### WHAT YOU ARE ASKED TO DO
Substitute "nonzero winding fill" for every occurrence of "even-odd fill" in the listing below and reproduce it with everything else unchanged. Leave the pictures out of your answer.

———

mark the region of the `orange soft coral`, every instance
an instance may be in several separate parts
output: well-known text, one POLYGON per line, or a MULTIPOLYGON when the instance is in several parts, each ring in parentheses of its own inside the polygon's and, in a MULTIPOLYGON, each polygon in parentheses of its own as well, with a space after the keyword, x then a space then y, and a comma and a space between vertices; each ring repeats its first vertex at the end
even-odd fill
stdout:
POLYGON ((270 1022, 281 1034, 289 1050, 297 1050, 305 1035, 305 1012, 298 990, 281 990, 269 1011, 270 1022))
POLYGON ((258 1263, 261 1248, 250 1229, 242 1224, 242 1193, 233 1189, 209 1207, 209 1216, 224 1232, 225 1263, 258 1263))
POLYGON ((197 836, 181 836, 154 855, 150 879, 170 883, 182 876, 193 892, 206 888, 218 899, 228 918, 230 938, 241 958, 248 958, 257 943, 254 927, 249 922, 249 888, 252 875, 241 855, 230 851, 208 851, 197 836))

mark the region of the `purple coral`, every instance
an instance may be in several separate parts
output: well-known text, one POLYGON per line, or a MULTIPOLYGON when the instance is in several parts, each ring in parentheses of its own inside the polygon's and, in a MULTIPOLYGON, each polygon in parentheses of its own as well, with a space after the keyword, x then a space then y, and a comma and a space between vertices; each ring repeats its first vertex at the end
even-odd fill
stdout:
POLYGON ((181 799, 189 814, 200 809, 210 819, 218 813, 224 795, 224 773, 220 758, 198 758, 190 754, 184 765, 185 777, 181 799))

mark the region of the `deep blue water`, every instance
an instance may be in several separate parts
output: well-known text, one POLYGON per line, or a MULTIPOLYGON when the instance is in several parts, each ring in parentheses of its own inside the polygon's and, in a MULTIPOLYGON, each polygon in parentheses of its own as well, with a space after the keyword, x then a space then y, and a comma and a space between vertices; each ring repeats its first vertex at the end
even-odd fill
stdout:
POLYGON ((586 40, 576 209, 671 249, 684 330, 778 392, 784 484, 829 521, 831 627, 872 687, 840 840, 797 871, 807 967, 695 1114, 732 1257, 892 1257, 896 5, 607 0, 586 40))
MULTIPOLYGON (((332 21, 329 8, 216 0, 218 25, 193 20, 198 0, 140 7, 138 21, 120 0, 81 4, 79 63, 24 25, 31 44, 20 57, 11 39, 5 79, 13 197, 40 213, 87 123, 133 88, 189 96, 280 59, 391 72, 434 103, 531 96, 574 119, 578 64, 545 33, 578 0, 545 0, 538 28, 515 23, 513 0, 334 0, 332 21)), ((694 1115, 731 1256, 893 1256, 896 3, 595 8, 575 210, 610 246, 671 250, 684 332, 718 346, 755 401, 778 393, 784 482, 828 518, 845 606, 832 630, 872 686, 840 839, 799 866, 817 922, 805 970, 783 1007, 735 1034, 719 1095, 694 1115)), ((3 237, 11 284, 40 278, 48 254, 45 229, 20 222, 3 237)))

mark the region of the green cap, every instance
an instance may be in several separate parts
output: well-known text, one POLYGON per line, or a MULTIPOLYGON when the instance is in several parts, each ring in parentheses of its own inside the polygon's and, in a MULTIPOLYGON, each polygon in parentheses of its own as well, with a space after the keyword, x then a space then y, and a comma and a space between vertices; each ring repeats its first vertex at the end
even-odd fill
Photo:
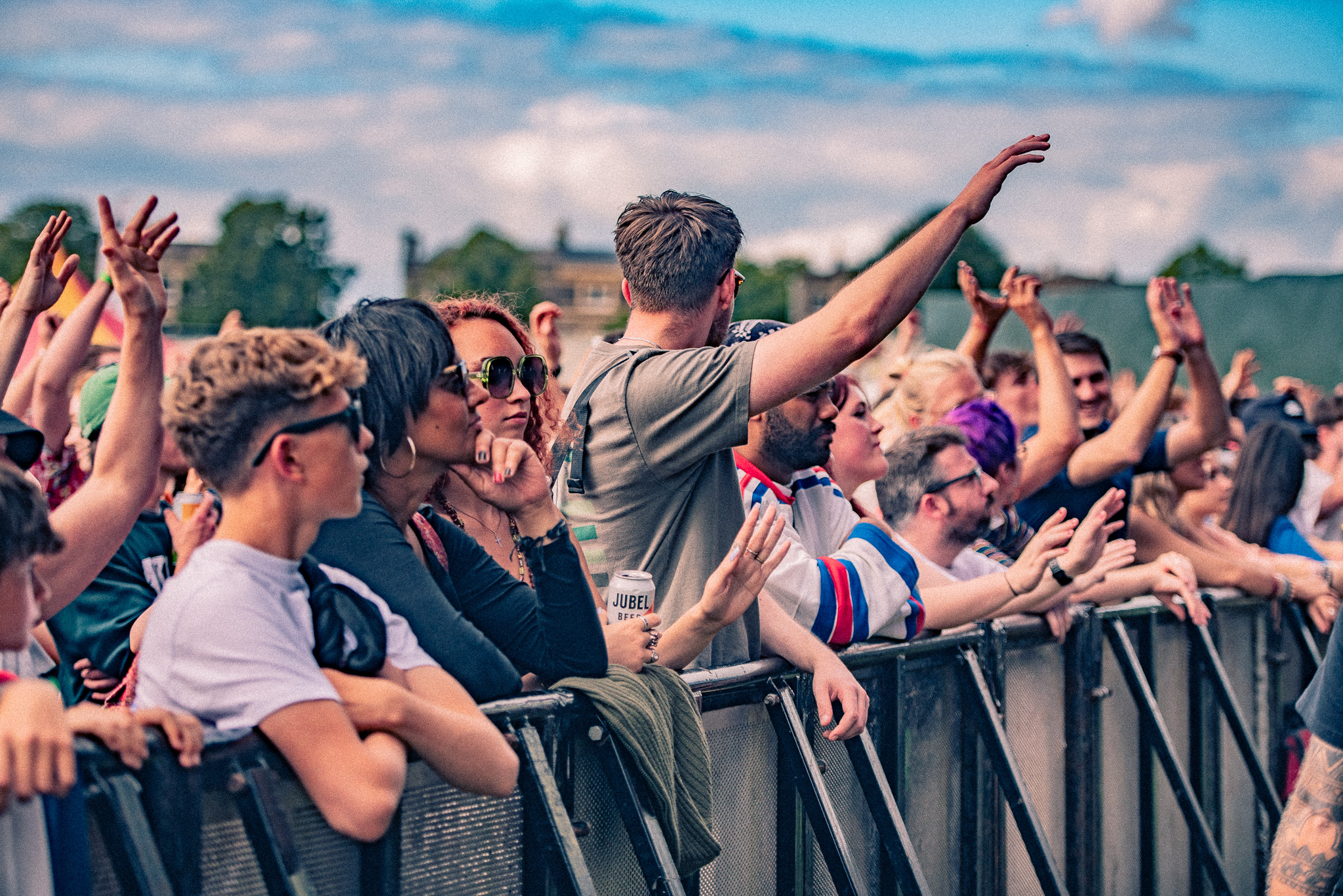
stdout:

———

### WORKED SOLUTION
mark the region of the `orange soft coral`, every instance
an instance may be in several separate parts
output: well-known text, one POLYGON per line, or a MULTIPOLYGON when the instance is in several parts, each ring in parentheses of its own inside the polygon's and, in a MULTIPOLYGON, each polygon in parentheses of its own as well, with a space after the keyword, x then a space then y, and a comma and a space between vertices; each ring repeats its first vertex at the end
nonzero winding fill
stdout:
POLYGON ((270 1022, 281 1034, 289 1050, 297 1050, 305 1035, 305 1012, 298 990, 281 990, 269 1011, 270 1022))
POLYGON ((258 1263, 261 1248, 250 1229, 242 1224, 242 1193, 233 1189, 209 1207, 209 1216, 224 1232, 225 1263, 258 1263))
POLYGON ((197 836, 181 836, 154 855, 150 879, 170 883, 182 876, 193 892, 206 888, 218 899, 228 918, 230 938, 241 958, 248 958, 257 943, 254 927, 249 922, 249 888, 252 875, 241 855, 230 851, 208 851, 197 836))

mark the region of the `purple coral`, every instance
an instance may be in several separate parts
output: well-known text, one POLYGON per line, or a MULTIPOLYGON when the instance is in several parts, each ring in parentheses of its own inside the polygon's and, in a MULTIPOLYGON, each polygon in parentheses of its own as well, with a space after the keyword, x then a space then y, and a comma and a space between vertices; each ring repeats its first vertex at the end
nonzero winding fill
stdout:
POLYGON ((181 799, 189 814, 200 809, 210 819, 218 813, 224 795, 224 773, 220 758, 198 758, 190 754, 184 765, 185 777, 181 799))

mark the region of the `deep blue water`, every instance
an instance may be in several separate parts
output: well-known text, one POLYGON per line, or a MULTIPOLYGON when the instance is in several parts, each ring in parentheses of its own inside the polygon's and, in a MULTIPOLYGON, each polygon in parentheses of its own as well, with a space after the keyword, x then a space then y, and a comma and a space between vertices; each ring repeats its first vertex at the end
nonzero winding fill
stdout:
POLYGON ((586 40, 576 209, 671 249, 684 330, 778 392, 784 484, 829 521, 831 627, 872 687, 840 840, 797 871, 807 967, 695 1114, 732 1257, 892 1257, 896 5, 607 0, 586 40))
MULTIPOLYGON (((332 21, 329 8, 216 0, 218 25, 193 20, 198 0, 140 7, 138 21, 120 0, 81 4, 79 63, 24 25, 31 44, 20 57, 11 39, 5 79, 13 197, 40 213, 87 123, 133 88, 189 96, 280 59, 391 72, 434 103, 531 96, 574 119, 578 64, 545 33, 578 0, 545 0, 538 28, 515 23, 513 0, 334 0, 332 21)), ((694 1115, 731 1256, 893 1256, 896 3, 595 8, 575 210, 610 246, 671 250, 684 332, 718 346, 755 401, 778 393, 784 482, 828 518, 845 606, 832 630, 872 686, 840 839, 799 866, 817 922, 805 970, 783 1007, 735 1034, 719 1095, 694 1115)), ((3 237, 11 284, 40 278, 48 254, 45 229, 20 222, 3 237)))

mark the region of the green cap, every instance
an instance may be in several separate parts
output: well-known text, one POLYGON per line, or a MULTIPOLYGON when the instance is in several parts, each ring in parentheses of its own inside the polygon's and, in a MULTIPOLYGON, each polygon in parentheses of its own as well, with a space after the keyword, x then a space then y, and a comma and a space between vertices; each ring repeats its first vertex at the end
nonzero winding fill
Photo:
stdout:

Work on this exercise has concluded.